** DOCUMENT SEGMENT follows **
Chief Justice Iftikhar Mohammed Chaudhry’s triumphant return to the Supreme Court of Pakistan is being described as a “revolutionary” achievement in a country that has never experienced judicial independence. Lawyers and members of civil society joined him in his fight for justice. This is something unique that has happened in Pakistan.

The News says, “Those who stand by the CJ, and for justice, must, however, keep in mind that the road they have boldly marched down does not end here. The real purpose of the struggle was, after all, the independence of the judiciary.” Mr Justice Chaudhry stressed the point after he took over as Chief Justice that “the real judiciary has been restored after a long time and now the dignity of the court and the institution will have to be restored….”

President Asif Zardari, who has suffered much loss of face, is unlikely to do anything to undermine the position of the judiciary. Opposition leader Nawaz Sharif, who did not give the judiciary the respect it deserved during his two stints as Prime Minister, too, may not take any step that may go against the independent functioning of this vital institution.
** End of DOCUMENT SEGMENT **
** RECORDS PROVIDED follows **
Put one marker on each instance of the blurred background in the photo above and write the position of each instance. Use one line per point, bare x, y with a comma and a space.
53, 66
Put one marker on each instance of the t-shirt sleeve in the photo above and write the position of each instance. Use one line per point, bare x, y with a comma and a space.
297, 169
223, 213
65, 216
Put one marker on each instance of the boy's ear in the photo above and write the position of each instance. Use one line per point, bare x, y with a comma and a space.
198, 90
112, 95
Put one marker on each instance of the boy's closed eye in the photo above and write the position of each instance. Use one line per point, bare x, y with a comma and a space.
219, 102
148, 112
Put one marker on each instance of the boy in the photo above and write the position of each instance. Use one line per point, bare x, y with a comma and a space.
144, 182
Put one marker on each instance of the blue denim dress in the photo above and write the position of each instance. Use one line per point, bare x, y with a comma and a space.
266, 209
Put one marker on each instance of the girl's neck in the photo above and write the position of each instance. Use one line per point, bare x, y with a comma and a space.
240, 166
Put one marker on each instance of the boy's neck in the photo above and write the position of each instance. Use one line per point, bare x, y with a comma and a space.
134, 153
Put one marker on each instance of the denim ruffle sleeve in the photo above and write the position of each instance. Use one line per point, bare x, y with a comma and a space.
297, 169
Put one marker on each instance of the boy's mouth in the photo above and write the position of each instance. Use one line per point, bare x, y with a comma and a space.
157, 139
** End of RECORDS PROVIDED **
● **EXPLORE THE MATERIAL**:
1/ Can you give the commentary on Chief Justice Chaudhry's return again from "Chief Justice Iftikhar" to "happened in Pakistan.", swapping "Lawyers" for "Attorneys"?
2/ Can you carry on the commentary on Chief Justice Chaudhry's return from the point where it stops?

● **WRITTEN RESPONSES**:
1/
Chief Justice Iftikhar Mohammed Chaudhry’s triumphant return to the Supreme Court of Pakistan is being described as a “revolutionary” achievement in a country that has never experienced judicial independence. Attorneys and members of civil society joined him in his fight for justice. This is something unique that has happened in Pakistan.

2/
But what about Justice Chaudhry? He may be more conscious about his functioning because of the atmosphere prevailing today though his past is not as clean as it ought to have been.

According to an article by Kaiser Bengali, carried in Dawn (March 23), “in January 2000, he took oath as a Supreme Court judge under the Provisional Constitutional Order promulgated in October 1999. Less than five months later, in May 2000, he was one of the 12 Supreme Court judges who validated General Musharraf’s military coup. Much later in April 2005, he was one of the five judges who dismissed all the petitions challenging General Musharraf’s constitutional amendments and ruled that the Legal Framework Order was right.”

Doubts about NRO

Despite his climb-down on the question of reinstatement of the deposed judges, President Zardari continues to have all the powers that the former military ruler had. He can play an unchallengeable role in the appointment of judges. He has the power to dismiss the elected governments in Islamabad as well as in the provinces. He can sack all the national and provincial assemblies. Whether he will allow amendments to the Pakistan Constitution to deprive him of these powers remains to be seen.

The questions that are being discussed in the Pakistan media also relate to the waiving of the minimum qualification of graduation for contesting elections by the Supreme Court headed by Chief Justice Dogar, now retired. This was done to help Mr Zardari. Will the National Reconciliation Order (NRO), the legislation introduced during the Musharraf regime for the withdrawal of the corruption cases against Mr Zardari, remain intact despite Mr Justice Chaudhry having taken over as Chief Justice of Pakistan?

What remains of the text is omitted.